(Records from a data collection)
** begin **

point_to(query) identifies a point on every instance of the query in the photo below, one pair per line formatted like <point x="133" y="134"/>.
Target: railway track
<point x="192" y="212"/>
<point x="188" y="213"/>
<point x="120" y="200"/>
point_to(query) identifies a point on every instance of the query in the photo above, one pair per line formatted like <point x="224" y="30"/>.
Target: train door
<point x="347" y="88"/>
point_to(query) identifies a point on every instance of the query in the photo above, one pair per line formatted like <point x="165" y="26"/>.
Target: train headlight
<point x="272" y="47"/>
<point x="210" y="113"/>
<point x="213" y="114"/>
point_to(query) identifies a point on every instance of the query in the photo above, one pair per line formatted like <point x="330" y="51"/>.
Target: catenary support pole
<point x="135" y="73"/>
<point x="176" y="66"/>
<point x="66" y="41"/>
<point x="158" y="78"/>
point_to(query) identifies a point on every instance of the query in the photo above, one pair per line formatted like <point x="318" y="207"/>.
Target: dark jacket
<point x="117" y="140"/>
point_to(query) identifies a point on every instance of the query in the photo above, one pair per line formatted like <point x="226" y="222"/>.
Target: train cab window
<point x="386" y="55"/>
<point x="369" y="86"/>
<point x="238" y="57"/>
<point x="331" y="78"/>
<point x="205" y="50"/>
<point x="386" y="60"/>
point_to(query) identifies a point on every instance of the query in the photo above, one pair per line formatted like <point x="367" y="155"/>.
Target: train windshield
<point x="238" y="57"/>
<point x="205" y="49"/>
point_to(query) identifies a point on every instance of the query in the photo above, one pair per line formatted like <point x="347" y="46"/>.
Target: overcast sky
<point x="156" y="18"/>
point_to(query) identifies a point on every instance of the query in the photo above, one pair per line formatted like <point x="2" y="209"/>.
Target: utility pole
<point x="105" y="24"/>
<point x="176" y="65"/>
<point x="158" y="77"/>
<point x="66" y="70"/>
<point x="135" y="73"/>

** end **

### Work instructions
Return the whole listing exactly, with every line included.

### Solution
point_to(query) identifies a point on every instance of the query in the photo below, one pair per line formatted like <point x="133" y="134"/>.
Target: railway track
<point x="192" y="212"/>
<point x="188" y="213"/>
<point x="120" y="200"/>
point_to(query) identifies a point on every instance of the query in the photo above, one pair per line formatted like <point x="224" y="30"/>.
Target: train door
<point x="347" y="88"/>
point_to(query) identifies a point on every instance of the query in the photo above, one pair per line formatted like <point x="165" y="26"/>.
Target: train headlight
<point x="272" y="47"/>
<point x="210" y="113"/>
<point x="213" y="114"/>
point_to(query) identifies a point on every instance of the query in the photo above, one pair per line formatted like <point x="330" y="51"/>.
Target: catenary support pole
<point x="135" y="73"/>
<point x="176" y="66"/>
<point x="66" y="41"/>
<point x="158" y="78"/>
point_to(query) identifies a point on every instance of the query in the photo above, one pair per line formatted like <point x="318" y="207"/>.
Target: dark jacket
<point x="117" y="140"/>
point_to(query) identifies a point on every instance of the query in the photo above, one pair per line formatted like <point x="226" y="222"/>.
Target: train cab window
<point x="386" y="55"/>
<point x="369" y="86"/>
<point x="238" y="57"/>
<point x="331" y="78"/>
<point x="205" y="50"/>
<point x="386" y="60"/>
point_to(query) identifies a point on every instance of the query in the photo above, one pair per line formatted like <point x="367" y="155"/>.
Target: train windshield
<point x="238" y="57"/>
<point x="205" y="49"/>
point_to(query) identifies a point on every instance of the query in the photo above, one pair per line formatted like <point x="347" y="46"/>.
Target: overcast sky
<point x="156" y="18"/>
point_to(query) identifies a point on every instance of the query in the photo above, one pair per line formatted like <point x="2" y="209"/>.
Target: utility pole
<point x="105" y="24"/>
<point x="176" y="65"/>
<point x="158" y="77"/>
<point x="66" y="70"/>
<point x="135" y="73"/>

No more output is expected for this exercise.